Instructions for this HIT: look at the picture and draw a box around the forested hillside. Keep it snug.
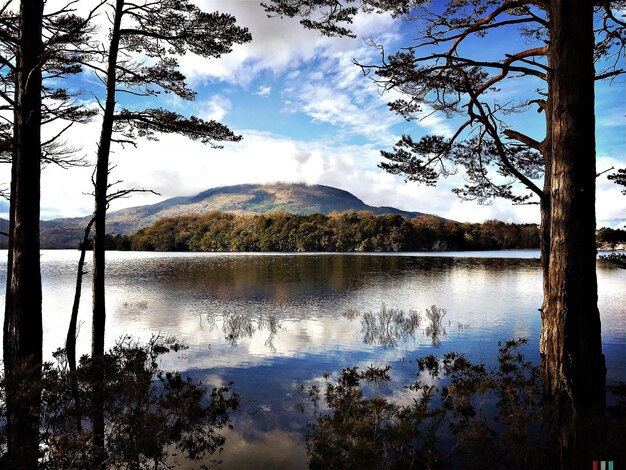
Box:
[110,211,541,252]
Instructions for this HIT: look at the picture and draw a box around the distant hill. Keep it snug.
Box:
[4,183,435,248]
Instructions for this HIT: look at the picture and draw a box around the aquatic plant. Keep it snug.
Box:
[0,335,239,469]
[301,339,626,469]
[424,305,448,347]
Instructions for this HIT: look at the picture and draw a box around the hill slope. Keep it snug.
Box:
[34,183,431,247]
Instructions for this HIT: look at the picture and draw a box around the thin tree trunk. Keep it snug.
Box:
[542,0,606,410]
[91,0,124,460]
[68,218,94,371]
[66,217,95,433]
[2,0,44,467]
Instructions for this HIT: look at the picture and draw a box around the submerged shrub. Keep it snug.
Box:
[304,364,443,469]
[0,335,239,469]
[302,339,625,469]
[360,305,422,348]
[424,305,447,346]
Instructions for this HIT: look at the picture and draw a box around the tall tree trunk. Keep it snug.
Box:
[91,0,123,460]
[2,0,44,467]
[542,0,606,410]
[539,89,552,360]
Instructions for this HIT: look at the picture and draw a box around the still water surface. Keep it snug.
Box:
[0,250,624,468]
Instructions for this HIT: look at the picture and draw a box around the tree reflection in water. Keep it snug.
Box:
[424,305,447,347]
[208,304,452,353]
[343,304,449,348]
[0,335,238,468]
[204,303,450,354]
[206,311,282,351]
[361,306,421,348]
[300,339,626,469]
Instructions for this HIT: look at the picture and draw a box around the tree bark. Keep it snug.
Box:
[91,0,124,459]
[2,0,44,467]
[539,90,552,361]
[542,0,606,410]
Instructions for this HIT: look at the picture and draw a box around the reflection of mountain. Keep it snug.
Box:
[24,183,433,248]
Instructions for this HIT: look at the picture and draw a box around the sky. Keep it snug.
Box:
[3,0,624,227]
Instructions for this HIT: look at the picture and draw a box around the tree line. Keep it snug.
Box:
[596,227,626,246]
[108,211,541,252]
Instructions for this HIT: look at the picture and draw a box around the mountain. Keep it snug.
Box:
[12,183,435,248]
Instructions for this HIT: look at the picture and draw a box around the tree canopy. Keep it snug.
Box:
[121,211,541,253]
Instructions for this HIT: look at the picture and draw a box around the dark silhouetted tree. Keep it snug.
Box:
[263,0,626,412]
[2,2,45,466]
[608,168,626,194]
[82,0,251,460]
[0,1,98,466]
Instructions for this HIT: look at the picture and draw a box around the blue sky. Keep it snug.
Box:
[10,0,624,227]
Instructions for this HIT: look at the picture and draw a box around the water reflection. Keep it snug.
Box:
[341,305,451,349]
[424,305,448,347]
[299,340,626,469]
[204,303,452,353]
[0,251,623,469]
[205,311,282,351]
[1,336,238,468]
[361,306,422,348]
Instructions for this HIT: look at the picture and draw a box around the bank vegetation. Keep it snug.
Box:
[109,211,542,252]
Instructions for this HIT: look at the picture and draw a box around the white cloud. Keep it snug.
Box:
[444,198,539,224]
[281,47,404,143]
[596,155,626,228]
[288,83,397,141]
[181,0,401,86]
[200,95,232,121]
[278,43,454,143]
[179,1,325,85]
[256,85,272,97]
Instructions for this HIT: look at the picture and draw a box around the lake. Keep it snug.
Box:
[0,250,624,468]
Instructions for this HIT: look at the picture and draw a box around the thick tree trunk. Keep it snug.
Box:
[91,0,124,459]
[2,0,44,467]
[539,91,552,357]
[542,0,606,410]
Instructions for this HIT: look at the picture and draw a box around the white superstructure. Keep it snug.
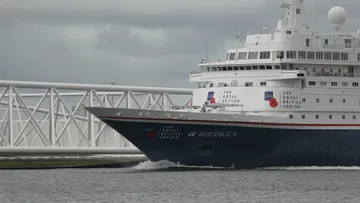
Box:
[189,0,360,124]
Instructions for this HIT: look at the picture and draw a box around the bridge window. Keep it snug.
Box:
[245,82,253,87]
[248,52,258,59]
[353,82,359,87]
[260,82,267,86]
[252,65,259,70]
[273,51,284,59]
[320,81,327,86]
[260,51,270,59]
[298,51,306,59]
[333,52,340,60]
[345,39,352,48]
[342,82,348,86]
[309,81,316,86]
[222,67,227,71]
[266,65,272,70]
[238,52,247,60]
[229,53,235,60]
[316,52,323,59]
[286,51,296,59]
[307,52,315,59]
[324,52,332,60]
[341,53,348,60]
[239,66,245,70]
[274,65,280,70]
[306,38,311,47]
[331,82,338,86]
[246,66,251,70]
[233,66,239,71]
[228,67,233,71]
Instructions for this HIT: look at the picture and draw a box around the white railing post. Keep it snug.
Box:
[8,86,13,147]
[49,88,56,147]
[162,93,167,107]
[89,89,95,147]
[126,91,131,108]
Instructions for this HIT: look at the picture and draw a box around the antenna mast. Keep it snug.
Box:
[205,40,208,61]
[235,28,240,61]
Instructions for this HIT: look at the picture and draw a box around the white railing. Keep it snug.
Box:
[0,80,193,150]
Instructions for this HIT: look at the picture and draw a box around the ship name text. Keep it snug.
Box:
[188,131,237,138]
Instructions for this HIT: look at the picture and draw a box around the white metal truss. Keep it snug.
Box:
[0,80,193,150]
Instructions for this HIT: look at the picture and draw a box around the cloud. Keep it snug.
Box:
[0,0,360,89]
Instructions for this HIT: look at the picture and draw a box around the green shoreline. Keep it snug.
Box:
[0,157,148,170]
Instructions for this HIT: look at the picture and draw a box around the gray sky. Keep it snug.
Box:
[1,0,359,88]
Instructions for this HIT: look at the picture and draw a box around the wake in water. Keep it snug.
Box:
[128,160,360,172]
[129,160,234,172]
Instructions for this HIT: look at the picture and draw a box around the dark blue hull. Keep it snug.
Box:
[102,118,360,169]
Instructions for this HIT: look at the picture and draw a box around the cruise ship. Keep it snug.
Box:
[85,0,360,169]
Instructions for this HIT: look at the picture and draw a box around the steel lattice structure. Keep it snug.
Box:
[0,80,192,155]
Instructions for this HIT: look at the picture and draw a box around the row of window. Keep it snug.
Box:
[205,65,280,72]
[302,97,348,104]
[208,81,267,88]
[308,81,359,87]
[306,67,345,73]
[307,38,354,49]
[228,51,354,61]
[289,114,357,120]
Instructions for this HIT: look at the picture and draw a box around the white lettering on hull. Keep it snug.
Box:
[156,126,181,140]
[188,131,237,138]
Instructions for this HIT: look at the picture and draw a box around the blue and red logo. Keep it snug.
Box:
[264,91,278,108]
[144,128,156,138]
[207,91,216,104]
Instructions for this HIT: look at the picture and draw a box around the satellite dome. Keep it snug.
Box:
[328,6,347,30]
[261,27,268,33]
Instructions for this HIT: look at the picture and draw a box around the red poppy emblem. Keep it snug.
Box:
[269,98,278,108]
[145,128,155,138]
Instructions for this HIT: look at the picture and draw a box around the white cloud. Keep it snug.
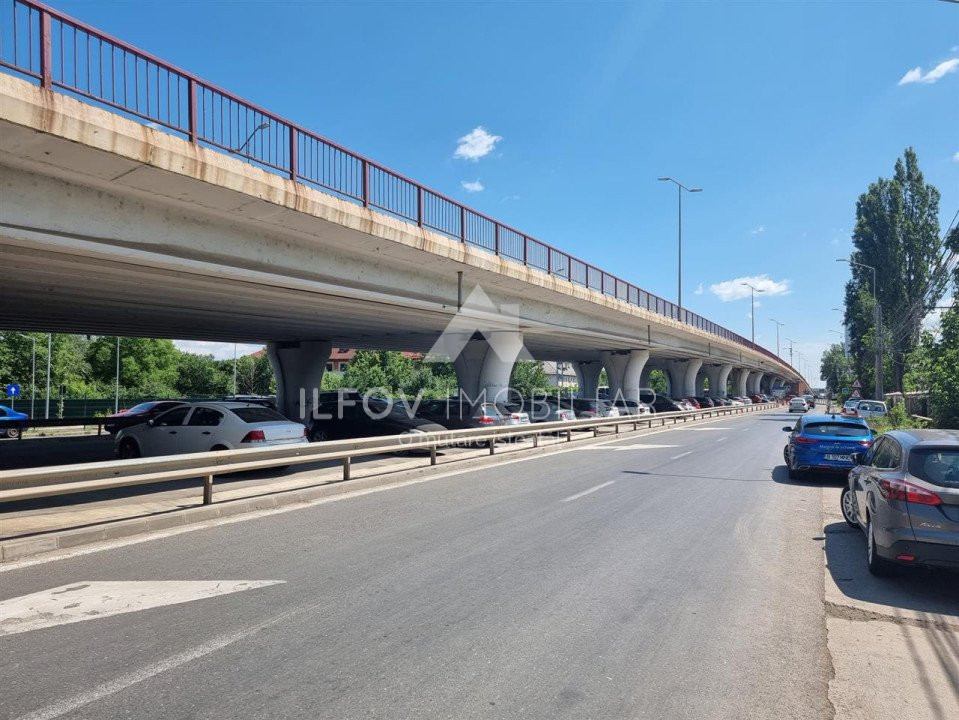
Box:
[454,127,502,161]
[694,283,704,295]
[709,274,791,302]
[898,58,959,85]
[174,340,263,360]
[750,225,766,235]
[460,179,484,193]
[953,151,959,162]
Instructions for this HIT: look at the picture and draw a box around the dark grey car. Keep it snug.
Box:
[841,429,959,575]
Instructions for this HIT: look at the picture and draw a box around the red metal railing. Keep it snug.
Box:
[0,0,800,378]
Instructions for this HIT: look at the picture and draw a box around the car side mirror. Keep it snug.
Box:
[782,426,793,432]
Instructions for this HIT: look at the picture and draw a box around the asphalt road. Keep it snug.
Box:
[1,409,837,719]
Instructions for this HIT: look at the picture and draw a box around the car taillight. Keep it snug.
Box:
[857,440,873,447]
[511,414,521,420]
[795,436,817,444]
[879,478,941,506]
[241,430,266,443]
[478,416,496,424]
[303,427,309,437]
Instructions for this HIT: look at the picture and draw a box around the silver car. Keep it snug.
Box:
[841,429,959,575]
[521,399,576,423]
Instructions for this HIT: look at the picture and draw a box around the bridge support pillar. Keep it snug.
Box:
[732,368,749,397]
[748,371,765,395]
[601,349,649,401]
[452,332,525,403]
[267,340,333,421]
[699,363,733,398]
[664,358,702,398]
[574,361,604,400]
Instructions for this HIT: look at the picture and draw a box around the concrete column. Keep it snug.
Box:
[700,363,733,398]
[664,358,702,398]
[732,367,749,397]
[695,369,708,396]
[267,340,333,421]
[751,371,765,395]
[573,361,603,400]
[452,331,524,403]
[601,349,649,401]
[716,363,733,397]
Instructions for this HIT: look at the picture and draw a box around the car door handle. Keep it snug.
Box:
[168,430,177,434]
[202,431,211,435]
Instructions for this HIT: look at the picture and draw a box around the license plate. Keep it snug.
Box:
[825,454,851,462]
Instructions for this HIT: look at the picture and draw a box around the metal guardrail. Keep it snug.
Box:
[0,0,801,381]
[0,403,778,505]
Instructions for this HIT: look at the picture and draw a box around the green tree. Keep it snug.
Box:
[342,351,412,394]
[820,343,851,393]
[844,148,943,394]
[230,353,275,395]
[509,361,552,399]
[647,368,668,395]
[88,337,179,397]
[176,352,230,397]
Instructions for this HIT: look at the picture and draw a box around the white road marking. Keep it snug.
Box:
[0,580,283,636]
[562,481,616,502]
[670,451,692,460]
[690,427,732,431]
[13,594,316,720]
[582,443,679,450]
[715,437,729,443]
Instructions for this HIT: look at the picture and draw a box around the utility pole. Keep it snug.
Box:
[657,177,702,315]
[740,282,764,343]
[114,337,121,414]
[769,319,784,358]
[837,258,882,399]
[45,333,52,419]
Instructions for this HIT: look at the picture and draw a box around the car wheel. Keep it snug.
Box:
[4,427,18,439]
[309,427,328,443]
[118,438,140,459]
[840,487,858,528]
[866,518,894,576]
[210,445,229,452]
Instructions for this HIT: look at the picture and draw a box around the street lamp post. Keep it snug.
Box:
[45,333,52,419]
[785,337,795,367]
[114,337,121,414]
[769,319,784,358]
[657,177,702,315]
[740,282,764,344]
[837,258,882,398]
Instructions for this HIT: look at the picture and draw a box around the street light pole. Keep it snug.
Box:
[740,282,764,344]
[45,333,52,419]
[785,337,795,367]
[837,258,882,398]
[658,177,702,315]
[114,337,121,414]
[769,319,784,358]
[233,343,238,395]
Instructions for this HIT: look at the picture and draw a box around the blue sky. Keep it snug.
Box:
[53,0,959,382]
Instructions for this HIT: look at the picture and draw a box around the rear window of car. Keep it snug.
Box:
[802,422,869,437]
[230,407,288,423]
[858,402,885,412]
[126,402,159,413]
[908,449,959,489]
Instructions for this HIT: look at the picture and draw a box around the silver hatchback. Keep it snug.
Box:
[841,429,959,575]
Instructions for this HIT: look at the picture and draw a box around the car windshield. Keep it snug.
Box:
[908,449,959,489]
[230,407,288,423]
[802,422,869,437]
[125,402,160,413]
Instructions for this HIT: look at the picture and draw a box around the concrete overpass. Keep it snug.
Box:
[0,2,804,417]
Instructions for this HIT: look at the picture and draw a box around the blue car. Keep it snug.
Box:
[783,413,875,480]
[0,404,29,439]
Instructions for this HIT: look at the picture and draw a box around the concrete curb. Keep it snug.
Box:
[1,409,773,564]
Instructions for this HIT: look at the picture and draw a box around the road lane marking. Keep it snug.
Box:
[582,443,679,450]
[562,481,615,502]
[0,581,284,637]
[670,451,692,460]
[715,437,729,443]
[690,427,732,431]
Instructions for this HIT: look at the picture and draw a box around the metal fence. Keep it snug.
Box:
[0,0,799,379]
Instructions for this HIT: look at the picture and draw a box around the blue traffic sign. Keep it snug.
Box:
[5,383,21,397]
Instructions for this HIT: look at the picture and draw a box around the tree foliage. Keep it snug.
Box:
[819,343,851,393]
[843,148,943,395]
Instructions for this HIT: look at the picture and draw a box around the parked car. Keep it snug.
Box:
[0,404,28,439]
[788,397,808,413]
[611,399,652,416]
[417,398,505,431]
[115,402,308,459]
[803,394,816,408]
[841,399,861,416]
[496,402,532,426]
[749,394,764,404]
[855,400,888,420]
[782,414,874,480]
[570,398,619,418]
[309,396,447,441]
[520,399,576,423]
[692,396,715,408]
[841,429,959,575]
[727,397,744,406]
[711,397,733,406]
[672,398,695,411]
[646,396,685,413]
[105,400,188,434]
[684,397,702,409]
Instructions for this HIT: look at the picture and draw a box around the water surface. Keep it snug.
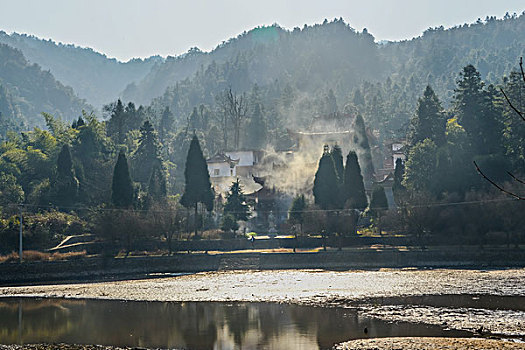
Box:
[0,298,472,349]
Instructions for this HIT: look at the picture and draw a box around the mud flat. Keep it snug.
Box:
[336,337,525,349]
[1,268,525,341]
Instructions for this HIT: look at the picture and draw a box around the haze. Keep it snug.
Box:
[0,0,524,61]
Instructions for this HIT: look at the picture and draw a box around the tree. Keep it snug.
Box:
[180,134,214,236]
[221,214,239,235]
[53,144,79,207]
[112,151,133,208]
[392,158,407,205]
[223,179,250,233]
[352,114,374,183]
[158,106,174,144]
[217,89,247,150]
[0,172,24,215]
[313,145,339,210]
[289,194,306,252]
[132,120,162,186]
[408,85,446,147]
[341,151,368,210]
[403,139,437,193]
[331,144,344,183]
[147,163,167,202]
[454,65,503,155]
[369,185,388,234]
[106,99,126,144]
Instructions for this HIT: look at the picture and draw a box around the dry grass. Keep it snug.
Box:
[0,250,87,263]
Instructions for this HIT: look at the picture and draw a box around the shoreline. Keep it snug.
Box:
[1,246,524,286]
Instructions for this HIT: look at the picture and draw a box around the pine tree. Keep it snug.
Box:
[112,151,133,208]
[408,85,446,147]
[352,114,374,182]
[313,145,339,210]
[106,99,126,144]
[224,179,250,224]
[454,65,503,155]
[341,151,368,210]
[180,134,214,236]
[132,120,162,186]
[158,106,173,144]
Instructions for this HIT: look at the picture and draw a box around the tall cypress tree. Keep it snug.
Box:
[341,151,368,210]
[313,145,339,210]
[112,151,134,208]
[224,179,250,222]
[331,144,344,183]
[392,158,407,205]
[408,85,446,147]
[53,144,79,207]
[352,114,374,183]
[148,163,167,201]
[180,134,214,236]
[106,99,126,144]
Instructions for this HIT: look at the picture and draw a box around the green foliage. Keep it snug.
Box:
[243,103,267,149]
[408,86,446,147]
[180,135,214,211]
[392,158,406,205]
[111,151,134,208]
[132,120,162,185]
[313,146,339,210]
[51,144,79,208]
[224,179,250,222]
[351,115,374,182]
[403,139,437,193]
[369,186,388,219]
[0,172,24,214]
[288,194,306,226]
[221,214,239,234]
[341,151,368,210]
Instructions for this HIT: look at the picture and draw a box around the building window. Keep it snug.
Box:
[214,169,220,176]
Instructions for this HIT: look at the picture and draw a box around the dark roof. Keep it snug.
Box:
[206,153,239,165]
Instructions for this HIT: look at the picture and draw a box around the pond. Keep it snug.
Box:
[0,298,473,350]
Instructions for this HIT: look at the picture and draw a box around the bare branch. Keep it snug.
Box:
[507,171,525,185]
[474,161,525,200]
[500,87,525,121]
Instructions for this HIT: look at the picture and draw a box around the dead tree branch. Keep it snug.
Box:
[474,161,525,200]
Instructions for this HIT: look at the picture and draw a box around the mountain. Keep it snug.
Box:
[128,14,525,138]
[0,31,162,108]
[0,43,89,131]
[123,20,384,106]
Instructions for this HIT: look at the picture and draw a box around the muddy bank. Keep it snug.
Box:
[2,269,525,338]
[336,337,525,349]
[1,246,524,285]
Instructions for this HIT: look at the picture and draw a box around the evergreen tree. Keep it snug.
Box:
[331,144,344,183]
[341,151,368,210]
[224,179,250,223]
[132,120,162,186]
[180,134,214,236]
[408,85,446,147]
[403,139,437,193]
[392,158,407,205]
[369,185,388,232]
[53,144,79,207]
[454,65,503,155]
[106,99,126,144]
[352,114,374,182]
[289,194,306,229]
[112,151,133,208]
[313,145,339,210]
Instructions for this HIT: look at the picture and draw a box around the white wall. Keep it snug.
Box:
[207,162,235,177]
[225,151,255,167]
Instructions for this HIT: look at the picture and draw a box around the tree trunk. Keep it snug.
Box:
[194,203,198,238]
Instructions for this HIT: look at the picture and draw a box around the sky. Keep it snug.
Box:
[0,0,524,62]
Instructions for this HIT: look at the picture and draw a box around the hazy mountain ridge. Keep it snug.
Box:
[0,31,163,108]
[0,43,89,130]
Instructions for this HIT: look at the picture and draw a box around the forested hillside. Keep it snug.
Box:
[124,15,525,138]
[0,43,89,133]
[0,31,162,107]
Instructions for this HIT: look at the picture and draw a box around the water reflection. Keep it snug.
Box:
[0,298,472,349]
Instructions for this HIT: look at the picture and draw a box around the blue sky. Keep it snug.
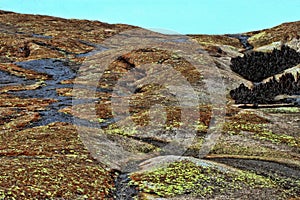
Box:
[0,0,299,34]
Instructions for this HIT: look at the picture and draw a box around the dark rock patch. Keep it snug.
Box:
[230,72,300,104]
[230,45,300,82]
[113,173,139,200]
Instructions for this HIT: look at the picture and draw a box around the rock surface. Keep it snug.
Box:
[0,10,299,199]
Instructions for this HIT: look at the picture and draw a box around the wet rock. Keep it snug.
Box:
[114,173,139,200]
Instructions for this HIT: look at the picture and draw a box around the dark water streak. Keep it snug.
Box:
[113,173,139,200]
[5,58,112,128]
[226,34,254,51]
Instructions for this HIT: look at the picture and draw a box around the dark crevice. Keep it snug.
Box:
[112,173,139,200]
[237,103,299,109]
[128,135,169,148]
[31,33,52,39]
[116,56,136,70]
[32,40,75,56]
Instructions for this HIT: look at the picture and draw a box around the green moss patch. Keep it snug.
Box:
[130,160,275,198]
[261,107,300,114]
[0,122,114,199]
[223,111,300,148]
[0,157,113,199]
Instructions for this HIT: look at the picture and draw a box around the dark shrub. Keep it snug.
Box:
[230,45,300,82]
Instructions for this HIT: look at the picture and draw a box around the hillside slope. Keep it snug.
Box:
[0,10,299,199]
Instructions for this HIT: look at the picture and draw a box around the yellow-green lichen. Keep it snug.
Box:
[248,31,267,44]
[130,160,275,197]
[105,124,138,136]
[223,116,299,148]
[261,107,300,114]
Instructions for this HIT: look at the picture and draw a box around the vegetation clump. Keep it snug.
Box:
[223,111,300,147]
[230,45,300,82]
[130,160,275,198]
[230,72,300,104]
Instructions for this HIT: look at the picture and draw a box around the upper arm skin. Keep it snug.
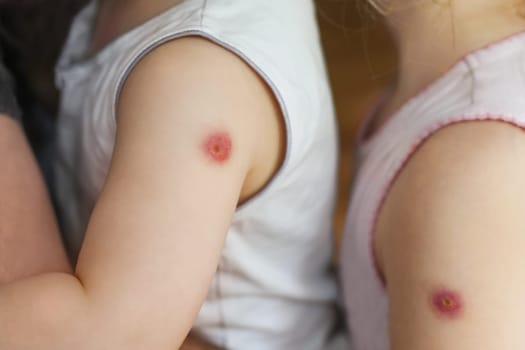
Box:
[375,121,525,350]
[72,38,283,348]
[0,116,70,283]
[0,37,283,350]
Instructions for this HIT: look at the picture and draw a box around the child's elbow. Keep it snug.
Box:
[16,273,182,350]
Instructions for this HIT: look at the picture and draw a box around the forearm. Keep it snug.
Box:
[0,117,71,283]
[0,270,191,350]
[0,273,90,350]
[0,51,70,281]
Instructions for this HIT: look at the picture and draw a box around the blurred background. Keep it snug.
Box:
[0,0,397,256]
[316,0,396,250]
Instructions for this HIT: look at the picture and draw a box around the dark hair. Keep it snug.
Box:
[0,0,87,154]
[0,0,88,113]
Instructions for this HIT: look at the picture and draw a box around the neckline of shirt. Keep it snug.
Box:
[357,28,525,154]
[57,0,206,73]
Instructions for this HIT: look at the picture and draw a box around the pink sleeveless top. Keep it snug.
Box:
[340,31,525,350]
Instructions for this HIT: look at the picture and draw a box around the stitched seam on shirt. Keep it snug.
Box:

Task to complete. Give again exactly, and only, the lines above starting at the one with "of car. Keep it snug." and ending at the one with "windshield. Keep it snug.".

Task answer.
Instructions for this HIT: look at the picture and draw a box around the rear window of car. Keep it snug.
Box:
[802,422,869,437]
[230,407,288,423]
[858,402,885,412]
[126,402,159,413]
[908,449,959,489]
Instructions for this HIT: look at the picture and draw a box around the silver hatchback. Keep it snug.
Box:
[841,429,959,575]
Instructions for this HIT: look at the picture and draw a box around the car windshield. Keep it snug.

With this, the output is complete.